### Text excerpt
┌──
Parse filters receive a DocumentFragment as their fourth parameter.

> -----Original Message-----
> From: Yash Thenuan Thenuan <rit2014...@iiita.ac.in>
> Sent: 15 March 2018 08:50
> To: user@nutch.apache.org
> Subject: Re: RE: Dependency between plugins
> 
> Hi Jorge and Yossi,
> The reason why I am trying to do it is exactly what yossi said "removing nutch
> overhead", I didn't thought that it would be that complicated, All I am 
> trying is to
> call the existing parsers from my own parser, but I am not able to do it 
> correctly,
> may be chain approach is a better idea to do that but *do parse filter 
> receives
> any DOM object?* as a parameter so by accessing that I can extract the data I
> want??
> 
> 
> On Wed, Mar 14, 2018 at 7:36 PM, Yossi Tamari <yossi.tam...@pipl.com>
> wrote:
> 
> > There is no built-in mechanism for this. However, are you sure you
> > really want a parser for each website, rather than a parse-filter for
> > each website (which will take the results of the HTML parser and apply
> > some domain specific customizations)?
└──
### Requirement A
Name each header field label that appears in the quoted original message of the Nutch thread.

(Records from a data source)
┌──
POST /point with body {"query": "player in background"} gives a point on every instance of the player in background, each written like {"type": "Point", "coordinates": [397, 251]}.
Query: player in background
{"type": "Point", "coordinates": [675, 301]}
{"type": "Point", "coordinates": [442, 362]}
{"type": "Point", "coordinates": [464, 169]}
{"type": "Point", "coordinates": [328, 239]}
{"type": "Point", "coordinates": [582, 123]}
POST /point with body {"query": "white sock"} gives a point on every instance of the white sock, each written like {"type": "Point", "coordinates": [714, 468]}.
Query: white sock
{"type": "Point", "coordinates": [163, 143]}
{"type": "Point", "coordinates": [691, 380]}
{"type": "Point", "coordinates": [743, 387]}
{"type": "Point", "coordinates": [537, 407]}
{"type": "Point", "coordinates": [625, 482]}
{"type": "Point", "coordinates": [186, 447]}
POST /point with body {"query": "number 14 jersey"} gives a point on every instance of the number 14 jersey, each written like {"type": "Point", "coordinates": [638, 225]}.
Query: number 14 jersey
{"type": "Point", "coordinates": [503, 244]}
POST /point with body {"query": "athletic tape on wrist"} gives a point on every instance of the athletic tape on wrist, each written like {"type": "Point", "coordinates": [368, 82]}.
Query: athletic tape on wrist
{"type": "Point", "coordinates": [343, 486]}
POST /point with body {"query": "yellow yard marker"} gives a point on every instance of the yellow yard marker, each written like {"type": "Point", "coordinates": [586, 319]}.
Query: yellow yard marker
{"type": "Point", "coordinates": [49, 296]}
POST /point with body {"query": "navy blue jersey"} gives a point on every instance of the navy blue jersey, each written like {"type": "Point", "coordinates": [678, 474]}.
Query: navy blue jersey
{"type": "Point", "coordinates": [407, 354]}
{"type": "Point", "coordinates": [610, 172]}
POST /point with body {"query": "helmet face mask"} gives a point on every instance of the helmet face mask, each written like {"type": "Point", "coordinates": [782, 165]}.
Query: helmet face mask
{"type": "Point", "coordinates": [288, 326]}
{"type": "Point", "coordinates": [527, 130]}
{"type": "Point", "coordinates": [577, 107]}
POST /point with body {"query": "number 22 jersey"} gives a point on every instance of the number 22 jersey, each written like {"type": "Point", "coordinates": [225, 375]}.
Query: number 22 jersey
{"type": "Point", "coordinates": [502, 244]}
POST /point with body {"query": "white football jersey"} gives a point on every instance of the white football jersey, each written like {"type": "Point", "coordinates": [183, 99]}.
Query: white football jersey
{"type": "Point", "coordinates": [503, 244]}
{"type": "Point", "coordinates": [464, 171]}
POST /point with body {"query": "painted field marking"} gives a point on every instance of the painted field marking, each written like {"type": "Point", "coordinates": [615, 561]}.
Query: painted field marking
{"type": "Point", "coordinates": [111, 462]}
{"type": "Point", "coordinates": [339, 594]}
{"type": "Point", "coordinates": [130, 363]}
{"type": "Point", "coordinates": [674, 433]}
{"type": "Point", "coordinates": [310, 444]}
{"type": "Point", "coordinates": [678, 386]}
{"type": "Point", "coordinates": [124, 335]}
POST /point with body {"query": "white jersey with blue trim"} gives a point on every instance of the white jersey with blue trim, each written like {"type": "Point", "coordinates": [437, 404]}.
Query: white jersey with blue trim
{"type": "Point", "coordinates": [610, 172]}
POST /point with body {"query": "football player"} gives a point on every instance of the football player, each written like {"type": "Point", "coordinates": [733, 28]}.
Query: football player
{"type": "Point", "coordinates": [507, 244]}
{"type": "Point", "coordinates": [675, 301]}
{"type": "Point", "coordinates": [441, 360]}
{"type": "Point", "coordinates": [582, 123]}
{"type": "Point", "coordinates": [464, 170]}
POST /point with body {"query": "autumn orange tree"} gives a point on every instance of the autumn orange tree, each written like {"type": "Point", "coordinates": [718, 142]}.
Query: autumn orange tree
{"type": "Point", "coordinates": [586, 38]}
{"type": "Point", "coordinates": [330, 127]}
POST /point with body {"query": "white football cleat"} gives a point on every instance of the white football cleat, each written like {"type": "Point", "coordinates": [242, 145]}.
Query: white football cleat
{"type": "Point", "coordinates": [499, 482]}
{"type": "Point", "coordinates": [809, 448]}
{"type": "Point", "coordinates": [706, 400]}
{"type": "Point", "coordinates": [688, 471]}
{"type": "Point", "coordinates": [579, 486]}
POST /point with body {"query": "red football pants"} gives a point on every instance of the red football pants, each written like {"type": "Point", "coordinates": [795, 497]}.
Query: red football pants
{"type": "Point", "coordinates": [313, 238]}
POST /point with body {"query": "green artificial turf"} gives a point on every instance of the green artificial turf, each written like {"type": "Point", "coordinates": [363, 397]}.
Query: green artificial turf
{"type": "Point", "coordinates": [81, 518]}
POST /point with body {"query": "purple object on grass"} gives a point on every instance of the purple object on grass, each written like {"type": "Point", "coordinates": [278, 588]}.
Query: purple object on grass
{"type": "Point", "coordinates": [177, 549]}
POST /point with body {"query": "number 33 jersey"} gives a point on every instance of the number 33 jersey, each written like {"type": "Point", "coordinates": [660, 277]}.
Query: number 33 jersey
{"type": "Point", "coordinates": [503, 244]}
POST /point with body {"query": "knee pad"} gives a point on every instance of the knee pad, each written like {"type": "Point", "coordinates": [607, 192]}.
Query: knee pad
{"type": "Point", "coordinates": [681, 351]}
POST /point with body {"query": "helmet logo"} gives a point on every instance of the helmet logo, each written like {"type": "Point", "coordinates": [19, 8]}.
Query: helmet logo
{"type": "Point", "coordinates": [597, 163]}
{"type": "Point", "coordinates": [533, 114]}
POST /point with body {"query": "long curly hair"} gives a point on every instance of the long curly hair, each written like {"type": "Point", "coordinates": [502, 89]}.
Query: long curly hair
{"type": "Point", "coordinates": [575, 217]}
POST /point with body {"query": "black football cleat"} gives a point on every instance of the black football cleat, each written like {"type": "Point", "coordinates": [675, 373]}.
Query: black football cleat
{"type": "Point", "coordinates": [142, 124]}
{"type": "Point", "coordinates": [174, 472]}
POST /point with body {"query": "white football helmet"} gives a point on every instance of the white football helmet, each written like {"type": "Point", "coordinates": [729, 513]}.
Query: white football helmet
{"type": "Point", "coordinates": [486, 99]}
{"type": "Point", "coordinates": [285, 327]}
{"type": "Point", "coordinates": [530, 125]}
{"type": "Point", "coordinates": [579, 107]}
└──
┌──
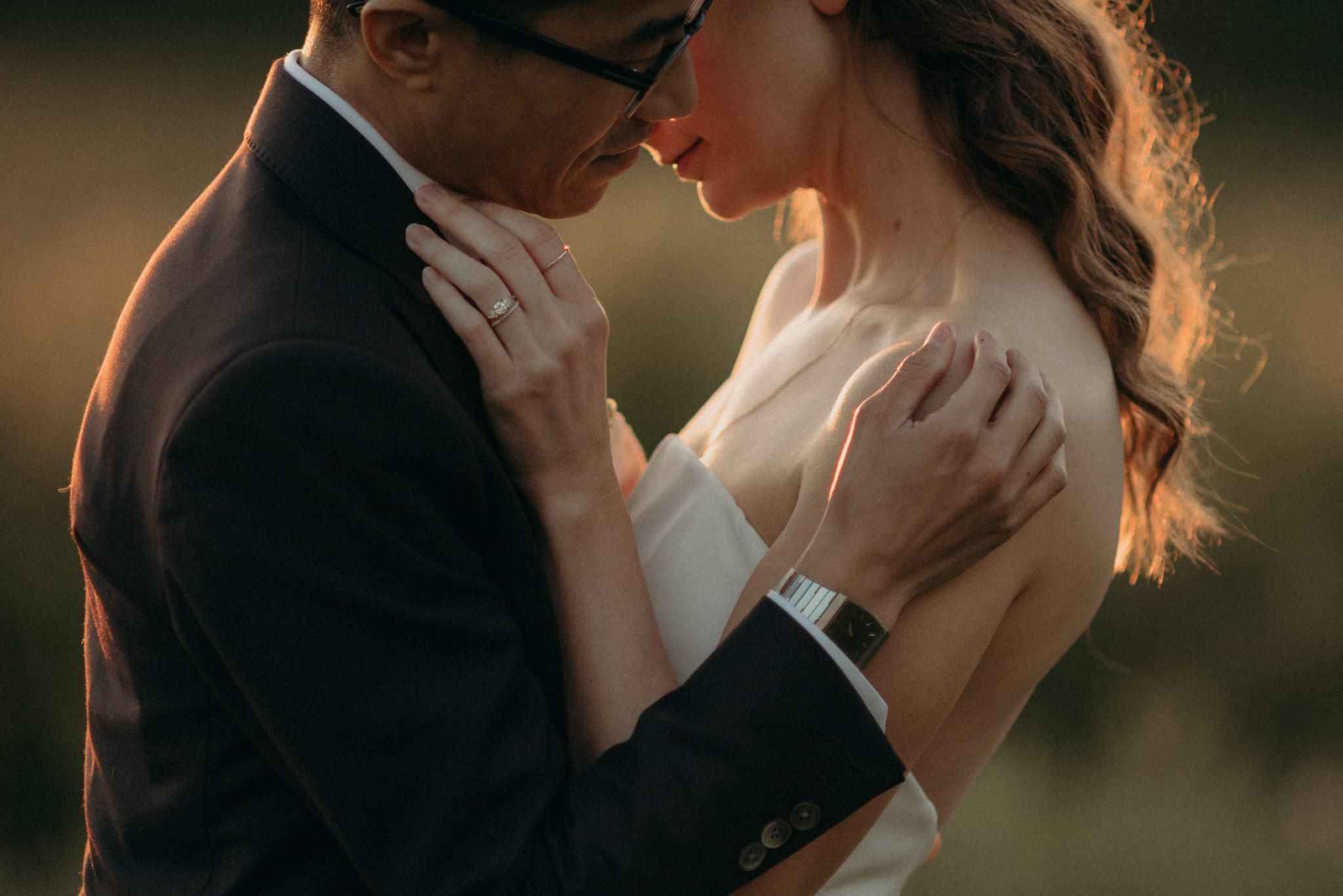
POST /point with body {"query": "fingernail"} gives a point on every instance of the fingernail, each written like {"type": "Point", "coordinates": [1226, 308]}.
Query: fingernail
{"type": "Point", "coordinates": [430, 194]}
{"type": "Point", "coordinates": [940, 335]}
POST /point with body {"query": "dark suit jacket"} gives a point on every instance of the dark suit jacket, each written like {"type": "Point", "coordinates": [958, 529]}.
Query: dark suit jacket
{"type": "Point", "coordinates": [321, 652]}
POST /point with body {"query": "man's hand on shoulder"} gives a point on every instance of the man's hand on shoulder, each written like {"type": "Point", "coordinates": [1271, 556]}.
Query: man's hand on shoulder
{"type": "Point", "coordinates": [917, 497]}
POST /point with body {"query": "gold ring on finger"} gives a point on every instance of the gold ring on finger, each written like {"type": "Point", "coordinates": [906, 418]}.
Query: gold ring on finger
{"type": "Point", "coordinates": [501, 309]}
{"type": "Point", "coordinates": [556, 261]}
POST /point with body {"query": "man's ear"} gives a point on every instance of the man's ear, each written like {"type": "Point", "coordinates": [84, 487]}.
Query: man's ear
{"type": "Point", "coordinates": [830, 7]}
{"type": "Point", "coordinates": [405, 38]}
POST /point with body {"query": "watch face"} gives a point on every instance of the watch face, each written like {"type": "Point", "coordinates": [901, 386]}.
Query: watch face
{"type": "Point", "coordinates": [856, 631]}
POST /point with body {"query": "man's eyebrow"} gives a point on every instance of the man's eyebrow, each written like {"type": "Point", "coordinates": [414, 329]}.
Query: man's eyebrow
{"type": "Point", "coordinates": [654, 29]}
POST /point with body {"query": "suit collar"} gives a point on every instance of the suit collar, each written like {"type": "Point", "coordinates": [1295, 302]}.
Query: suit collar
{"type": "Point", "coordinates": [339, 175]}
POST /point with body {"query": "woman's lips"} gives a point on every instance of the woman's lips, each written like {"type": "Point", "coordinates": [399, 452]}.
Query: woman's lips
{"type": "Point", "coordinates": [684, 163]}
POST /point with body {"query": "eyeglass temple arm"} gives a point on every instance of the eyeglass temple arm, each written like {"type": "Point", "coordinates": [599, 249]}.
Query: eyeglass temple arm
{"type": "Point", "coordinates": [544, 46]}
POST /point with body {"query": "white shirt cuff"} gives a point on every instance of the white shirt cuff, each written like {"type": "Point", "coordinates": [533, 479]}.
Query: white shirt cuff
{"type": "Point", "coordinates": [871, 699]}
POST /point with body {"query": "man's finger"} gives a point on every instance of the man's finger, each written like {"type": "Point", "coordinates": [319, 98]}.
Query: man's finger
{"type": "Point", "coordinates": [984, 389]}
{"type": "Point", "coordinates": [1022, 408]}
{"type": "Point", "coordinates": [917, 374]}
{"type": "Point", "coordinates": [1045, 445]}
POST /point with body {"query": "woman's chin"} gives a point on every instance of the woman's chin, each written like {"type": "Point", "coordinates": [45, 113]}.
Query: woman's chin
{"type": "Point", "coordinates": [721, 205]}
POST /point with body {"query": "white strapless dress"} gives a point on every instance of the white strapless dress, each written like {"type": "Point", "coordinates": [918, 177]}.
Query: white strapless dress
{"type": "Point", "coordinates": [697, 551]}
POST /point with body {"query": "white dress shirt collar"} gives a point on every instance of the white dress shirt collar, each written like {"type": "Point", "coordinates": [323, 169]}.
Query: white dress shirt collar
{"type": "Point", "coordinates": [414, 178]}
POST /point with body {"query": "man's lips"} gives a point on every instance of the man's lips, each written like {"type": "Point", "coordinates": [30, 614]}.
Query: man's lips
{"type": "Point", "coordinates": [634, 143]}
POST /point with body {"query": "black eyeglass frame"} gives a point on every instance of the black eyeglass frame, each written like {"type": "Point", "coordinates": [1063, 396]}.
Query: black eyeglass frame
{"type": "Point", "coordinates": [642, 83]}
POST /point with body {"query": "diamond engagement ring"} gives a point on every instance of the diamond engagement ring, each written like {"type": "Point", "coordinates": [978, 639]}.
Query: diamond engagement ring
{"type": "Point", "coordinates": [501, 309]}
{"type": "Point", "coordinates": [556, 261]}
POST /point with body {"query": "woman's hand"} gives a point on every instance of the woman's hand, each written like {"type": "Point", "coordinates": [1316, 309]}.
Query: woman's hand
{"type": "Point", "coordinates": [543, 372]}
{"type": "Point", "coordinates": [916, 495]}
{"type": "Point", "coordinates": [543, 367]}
└──
┌──
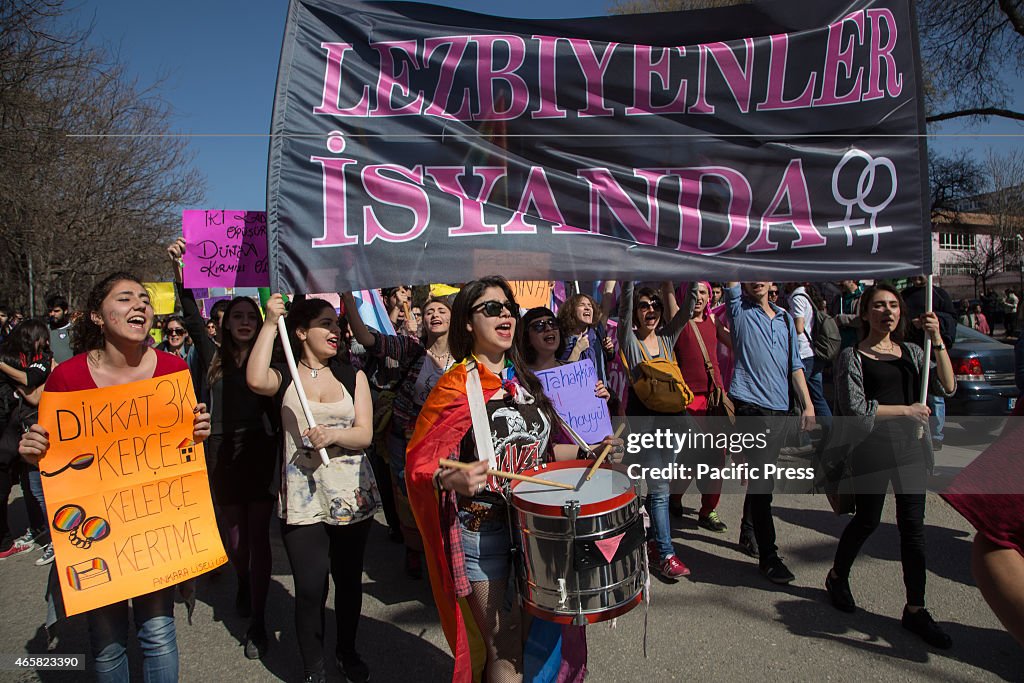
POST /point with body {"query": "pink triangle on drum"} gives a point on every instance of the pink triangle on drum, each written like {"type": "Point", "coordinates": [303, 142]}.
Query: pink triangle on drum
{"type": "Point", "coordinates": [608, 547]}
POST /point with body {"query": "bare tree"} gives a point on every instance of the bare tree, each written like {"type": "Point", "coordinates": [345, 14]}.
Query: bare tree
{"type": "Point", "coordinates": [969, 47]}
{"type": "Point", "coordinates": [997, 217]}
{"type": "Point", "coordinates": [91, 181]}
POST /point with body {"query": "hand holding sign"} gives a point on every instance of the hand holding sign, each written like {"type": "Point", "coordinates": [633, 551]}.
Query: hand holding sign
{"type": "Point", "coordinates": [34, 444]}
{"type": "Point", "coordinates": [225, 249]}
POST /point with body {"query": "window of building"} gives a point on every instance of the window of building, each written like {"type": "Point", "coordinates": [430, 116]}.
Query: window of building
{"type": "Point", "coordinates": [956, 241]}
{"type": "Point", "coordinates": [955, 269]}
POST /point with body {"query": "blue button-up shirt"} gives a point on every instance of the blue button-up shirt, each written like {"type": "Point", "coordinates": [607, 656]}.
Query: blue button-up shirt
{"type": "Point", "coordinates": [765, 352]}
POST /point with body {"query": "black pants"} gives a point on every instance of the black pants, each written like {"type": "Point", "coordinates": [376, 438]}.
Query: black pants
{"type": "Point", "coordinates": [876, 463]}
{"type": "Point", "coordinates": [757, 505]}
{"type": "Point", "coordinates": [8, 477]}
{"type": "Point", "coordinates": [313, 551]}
└──
### Requirement B
Pull out every line of the rows that contains the string "engagement". Case counts.

### Finished answer A
From, Sent, To, Subject

### Finished answer B
POST /point with body {"query": "diamond engagement ring"} gives a point on every instance of the diamond engagement ring, each written like {"type": "Point", "coordinates": [978, 639]}.
Query: diamond engagement ring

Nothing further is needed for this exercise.